- **RECORDS SUPPLIED**
——————
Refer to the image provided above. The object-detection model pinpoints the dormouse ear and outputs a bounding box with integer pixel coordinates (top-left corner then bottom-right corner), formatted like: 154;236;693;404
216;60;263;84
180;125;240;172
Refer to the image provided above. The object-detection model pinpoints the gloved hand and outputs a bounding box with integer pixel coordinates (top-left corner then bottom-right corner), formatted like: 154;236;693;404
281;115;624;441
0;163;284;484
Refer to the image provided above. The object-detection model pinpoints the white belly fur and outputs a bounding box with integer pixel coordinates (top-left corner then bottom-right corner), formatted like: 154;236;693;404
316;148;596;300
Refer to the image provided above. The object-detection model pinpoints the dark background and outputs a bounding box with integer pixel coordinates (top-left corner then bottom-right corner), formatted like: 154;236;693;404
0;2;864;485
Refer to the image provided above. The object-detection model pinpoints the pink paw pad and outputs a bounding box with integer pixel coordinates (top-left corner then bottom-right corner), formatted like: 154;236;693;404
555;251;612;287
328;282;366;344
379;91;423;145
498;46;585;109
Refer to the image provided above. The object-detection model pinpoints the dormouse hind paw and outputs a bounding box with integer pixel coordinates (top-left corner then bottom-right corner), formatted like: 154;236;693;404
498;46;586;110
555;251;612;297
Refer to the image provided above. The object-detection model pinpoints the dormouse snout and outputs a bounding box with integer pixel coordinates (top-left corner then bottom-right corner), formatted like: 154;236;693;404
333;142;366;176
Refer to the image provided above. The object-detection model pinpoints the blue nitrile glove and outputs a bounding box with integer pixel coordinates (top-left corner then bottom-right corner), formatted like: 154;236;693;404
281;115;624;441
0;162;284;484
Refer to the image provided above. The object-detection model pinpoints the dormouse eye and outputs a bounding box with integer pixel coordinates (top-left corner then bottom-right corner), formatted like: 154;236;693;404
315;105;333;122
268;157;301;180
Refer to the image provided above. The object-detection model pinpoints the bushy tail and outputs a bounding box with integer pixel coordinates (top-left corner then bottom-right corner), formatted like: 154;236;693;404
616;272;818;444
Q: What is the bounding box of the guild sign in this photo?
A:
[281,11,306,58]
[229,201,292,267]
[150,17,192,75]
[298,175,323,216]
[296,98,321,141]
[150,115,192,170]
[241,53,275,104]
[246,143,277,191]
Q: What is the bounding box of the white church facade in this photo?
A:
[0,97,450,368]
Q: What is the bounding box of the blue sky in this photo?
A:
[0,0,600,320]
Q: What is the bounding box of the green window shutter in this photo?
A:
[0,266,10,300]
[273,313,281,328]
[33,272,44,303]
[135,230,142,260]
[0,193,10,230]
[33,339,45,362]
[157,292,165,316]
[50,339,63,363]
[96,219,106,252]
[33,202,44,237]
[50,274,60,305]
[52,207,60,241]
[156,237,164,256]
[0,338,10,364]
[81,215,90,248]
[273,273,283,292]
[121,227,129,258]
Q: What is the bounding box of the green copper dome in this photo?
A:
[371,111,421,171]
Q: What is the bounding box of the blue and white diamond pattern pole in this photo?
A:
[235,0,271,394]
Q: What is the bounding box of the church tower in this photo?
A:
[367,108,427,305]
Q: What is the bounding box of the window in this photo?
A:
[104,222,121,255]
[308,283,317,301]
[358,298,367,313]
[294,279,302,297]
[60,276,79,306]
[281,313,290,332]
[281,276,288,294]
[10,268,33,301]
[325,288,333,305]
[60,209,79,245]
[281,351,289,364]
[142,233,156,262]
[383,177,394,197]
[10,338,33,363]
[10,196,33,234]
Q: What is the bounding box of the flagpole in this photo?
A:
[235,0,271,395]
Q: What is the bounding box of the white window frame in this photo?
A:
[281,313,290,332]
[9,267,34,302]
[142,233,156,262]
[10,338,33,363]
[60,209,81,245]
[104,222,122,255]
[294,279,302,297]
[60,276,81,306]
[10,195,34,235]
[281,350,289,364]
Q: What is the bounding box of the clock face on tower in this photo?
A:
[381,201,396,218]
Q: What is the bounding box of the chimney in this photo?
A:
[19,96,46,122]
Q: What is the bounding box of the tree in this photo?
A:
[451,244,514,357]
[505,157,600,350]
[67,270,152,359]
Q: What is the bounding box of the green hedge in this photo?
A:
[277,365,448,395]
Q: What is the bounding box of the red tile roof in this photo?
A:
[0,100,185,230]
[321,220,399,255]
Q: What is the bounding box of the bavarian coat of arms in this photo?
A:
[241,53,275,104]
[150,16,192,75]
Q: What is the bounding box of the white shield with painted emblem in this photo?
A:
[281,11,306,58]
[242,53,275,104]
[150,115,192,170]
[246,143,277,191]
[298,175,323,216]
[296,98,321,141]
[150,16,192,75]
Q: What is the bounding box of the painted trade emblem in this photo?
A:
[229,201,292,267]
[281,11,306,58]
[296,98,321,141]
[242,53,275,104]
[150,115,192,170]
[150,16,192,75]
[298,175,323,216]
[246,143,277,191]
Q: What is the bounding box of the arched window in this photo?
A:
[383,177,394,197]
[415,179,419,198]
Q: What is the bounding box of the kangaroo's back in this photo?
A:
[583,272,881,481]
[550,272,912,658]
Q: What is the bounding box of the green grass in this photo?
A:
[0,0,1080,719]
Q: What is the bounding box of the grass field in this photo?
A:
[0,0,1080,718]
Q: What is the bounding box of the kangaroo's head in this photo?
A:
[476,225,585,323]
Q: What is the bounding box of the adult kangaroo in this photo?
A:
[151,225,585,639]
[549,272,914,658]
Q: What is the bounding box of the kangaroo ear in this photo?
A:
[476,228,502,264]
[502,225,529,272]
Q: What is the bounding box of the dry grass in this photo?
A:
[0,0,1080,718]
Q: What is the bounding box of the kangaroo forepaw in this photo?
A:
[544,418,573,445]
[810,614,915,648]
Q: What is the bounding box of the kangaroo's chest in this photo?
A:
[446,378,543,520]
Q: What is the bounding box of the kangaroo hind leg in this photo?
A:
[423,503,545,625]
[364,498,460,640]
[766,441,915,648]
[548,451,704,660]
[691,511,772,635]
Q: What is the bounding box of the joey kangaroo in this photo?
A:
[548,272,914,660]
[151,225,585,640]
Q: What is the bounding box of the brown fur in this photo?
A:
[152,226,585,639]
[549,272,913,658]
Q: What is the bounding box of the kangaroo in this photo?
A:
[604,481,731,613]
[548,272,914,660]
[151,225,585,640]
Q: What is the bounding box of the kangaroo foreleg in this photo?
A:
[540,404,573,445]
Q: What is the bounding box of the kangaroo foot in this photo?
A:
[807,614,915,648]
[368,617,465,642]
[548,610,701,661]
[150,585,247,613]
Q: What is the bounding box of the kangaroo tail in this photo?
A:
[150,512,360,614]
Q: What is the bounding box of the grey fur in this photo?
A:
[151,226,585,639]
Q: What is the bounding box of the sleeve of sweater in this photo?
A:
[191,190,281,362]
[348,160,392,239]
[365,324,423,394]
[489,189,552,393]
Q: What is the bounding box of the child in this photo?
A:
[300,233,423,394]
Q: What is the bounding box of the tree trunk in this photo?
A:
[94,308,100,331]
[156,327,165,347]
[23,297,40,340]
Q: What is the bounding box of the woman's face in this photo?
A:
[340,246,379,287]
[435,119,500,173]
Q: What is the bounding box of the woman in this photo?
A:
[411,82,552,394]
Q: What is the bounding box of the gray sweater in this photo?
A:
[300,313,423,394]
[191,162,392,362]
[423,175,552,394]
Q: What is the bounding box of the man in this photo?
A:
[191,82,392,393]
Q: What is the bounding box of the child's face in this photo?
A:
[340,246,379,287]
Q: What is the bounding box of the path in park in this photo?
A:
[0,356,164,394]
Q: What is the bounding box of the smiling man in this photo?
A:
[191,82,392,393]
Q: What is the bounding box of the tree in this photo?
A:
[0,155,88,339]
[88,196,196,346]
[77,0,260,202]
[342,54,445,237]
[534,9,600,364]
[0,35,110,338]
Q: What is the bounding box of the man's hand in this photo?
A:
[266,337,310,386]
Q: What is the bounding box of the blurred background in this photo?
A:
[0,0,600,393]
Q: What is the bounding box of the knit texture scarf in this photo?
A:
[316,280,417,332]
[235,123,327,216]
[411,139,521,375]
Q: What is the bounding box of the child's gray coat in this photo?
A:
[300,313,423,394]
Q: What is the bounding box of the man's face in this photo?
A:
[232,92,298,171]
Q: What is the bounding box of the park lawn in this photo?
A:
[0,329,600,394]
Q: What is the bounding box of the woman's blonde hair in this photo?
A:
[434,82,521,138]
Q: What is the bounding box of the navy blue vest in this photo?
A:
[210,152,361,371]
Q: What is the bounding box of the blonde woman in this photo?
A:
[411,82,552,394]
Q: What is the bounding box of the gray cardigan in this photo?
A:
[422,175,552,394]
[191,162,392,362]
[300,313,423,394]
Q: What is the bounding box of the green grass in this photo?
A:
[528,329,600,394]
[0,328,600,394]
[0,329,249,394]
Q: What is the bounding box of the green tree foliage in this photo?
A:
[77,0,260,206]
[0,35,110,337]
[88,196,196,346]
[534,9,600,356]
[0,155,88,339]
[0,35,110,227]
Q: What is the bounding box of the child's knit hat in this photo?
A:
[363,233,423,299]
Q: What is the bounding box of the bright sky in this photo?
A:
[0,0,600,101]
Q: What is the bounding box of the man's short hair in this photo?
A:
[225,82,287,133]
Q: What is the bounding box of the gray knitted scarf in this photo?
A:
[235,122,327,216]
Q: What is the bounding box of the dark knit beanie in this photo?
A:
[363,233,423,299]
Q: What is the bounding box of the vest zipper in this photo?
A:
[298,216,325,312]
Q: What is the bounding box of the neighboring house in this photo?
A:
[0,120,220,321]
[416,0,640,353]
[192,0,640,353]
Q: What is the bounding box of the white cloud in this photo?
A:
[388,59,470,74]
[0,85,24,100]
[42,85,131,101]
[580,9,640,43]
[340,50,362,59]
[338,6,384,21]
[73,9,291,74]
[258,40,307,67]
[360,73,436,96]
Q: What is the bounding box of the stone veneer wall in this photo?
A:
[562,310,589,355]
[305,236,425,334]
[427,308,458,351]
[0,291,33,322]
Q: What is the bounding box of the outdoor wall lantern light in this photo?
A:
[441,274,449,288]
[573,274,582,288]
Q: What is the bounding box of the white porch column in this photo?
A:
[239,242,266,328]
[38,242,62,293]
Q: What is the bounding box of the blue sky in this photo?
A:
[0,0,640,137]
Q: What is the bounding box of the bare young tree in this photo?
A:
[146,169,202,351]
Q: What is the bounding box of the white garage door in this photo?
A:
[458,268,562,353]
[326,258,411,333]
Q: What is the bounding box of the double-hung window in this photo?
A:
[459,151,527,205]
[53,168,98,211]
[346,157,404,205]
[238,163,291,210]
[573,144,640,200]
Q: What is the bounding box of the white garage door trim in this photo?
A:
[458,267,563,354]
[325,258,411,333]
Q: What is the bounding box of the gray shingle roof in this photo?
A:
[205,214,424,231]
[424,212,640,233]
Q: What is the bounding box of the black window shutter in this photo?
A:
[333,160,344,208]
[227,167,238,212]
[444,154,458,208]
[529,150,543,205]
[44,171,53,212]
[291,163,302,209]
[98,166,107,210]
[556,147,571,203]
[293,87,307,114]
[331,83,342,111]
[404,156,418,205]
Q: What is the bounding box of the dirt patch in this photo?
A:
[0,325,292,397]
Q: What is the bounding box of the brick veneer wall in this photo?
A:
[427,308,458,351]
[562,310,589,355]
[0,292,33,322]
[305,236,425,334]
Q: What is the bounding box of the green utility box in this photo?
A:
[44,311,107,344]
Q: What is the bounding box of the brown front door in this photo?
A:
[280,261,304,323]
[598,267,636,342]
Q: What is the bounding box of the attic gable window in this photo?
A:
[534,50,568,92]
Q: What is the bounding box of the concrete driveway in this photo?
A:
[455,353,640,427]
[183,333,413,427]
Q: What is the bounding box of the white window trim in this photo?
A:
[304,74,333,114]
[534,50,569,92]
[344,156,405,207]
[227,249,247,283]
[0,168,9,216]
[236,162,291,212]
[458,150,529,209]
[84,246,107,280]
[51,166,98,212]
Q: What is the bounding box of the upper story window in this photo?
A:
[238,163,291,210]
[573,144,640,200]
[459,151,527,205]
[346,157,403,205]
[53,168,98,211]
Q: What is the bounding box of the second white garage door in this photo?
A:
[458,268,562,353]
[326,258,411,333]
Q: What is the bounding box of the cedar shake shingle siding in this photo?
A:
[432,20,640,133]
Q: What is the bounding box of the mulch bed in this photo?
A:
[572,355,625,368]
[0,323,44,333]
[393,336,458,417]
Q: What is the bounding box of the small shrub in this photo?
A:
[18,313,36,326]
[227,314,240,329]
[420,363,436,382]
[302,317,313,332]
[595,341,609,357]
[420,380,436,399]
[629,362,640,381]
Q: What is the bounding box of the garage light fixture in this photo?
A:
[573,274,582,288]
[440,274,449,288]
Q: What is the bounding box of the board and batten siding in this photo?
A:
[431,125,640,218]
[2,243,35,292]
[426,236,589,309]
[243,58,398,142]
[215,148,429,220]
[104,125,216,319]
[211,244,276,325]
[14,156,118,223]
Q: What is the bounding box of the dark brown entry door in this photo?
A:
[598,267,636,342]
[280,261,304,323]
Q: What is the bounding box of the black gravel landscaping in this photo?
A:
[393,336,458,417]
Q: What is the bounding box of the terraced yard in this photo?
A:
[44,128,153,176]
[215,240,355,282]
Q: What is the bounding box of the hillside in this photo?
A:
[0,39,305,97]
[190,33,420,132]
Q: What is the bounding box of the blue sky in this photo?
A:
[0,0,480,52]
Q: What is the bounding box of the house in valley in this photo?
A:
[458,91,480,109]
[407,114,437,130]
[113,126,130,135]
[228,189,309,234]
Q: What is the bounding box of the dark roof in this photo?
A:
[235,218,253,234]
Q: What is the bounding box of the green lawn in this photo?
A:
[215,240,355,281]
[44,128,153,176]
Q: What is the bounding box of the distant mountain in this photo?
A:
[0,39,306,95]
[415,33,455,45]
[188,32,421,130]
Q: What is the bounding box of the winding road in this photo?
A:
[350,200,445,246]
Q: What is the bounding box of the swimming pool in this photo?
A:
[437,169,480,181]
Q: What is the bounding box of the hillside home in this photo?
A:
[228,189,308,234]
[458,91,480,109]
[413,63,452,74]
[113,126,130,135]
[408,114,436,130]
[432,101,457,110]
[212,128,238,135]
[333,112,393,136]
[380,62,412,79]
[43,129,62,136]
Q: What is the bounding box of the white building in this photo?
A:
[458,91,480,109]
——————
- **THE TASK**
Print everything from the line containing "Q: What is the bounding box of the dark knit" down to the line containing "[298,216,325,312]", both included, without changing a single character.

- **SOLUTION**
Q: What is the bounding box of the dark knit beanie in this photo?
A:
[363,233,423,299]
Q: What is the bounding box of the vest zipper in this photo?
A:
[298,216,325,312]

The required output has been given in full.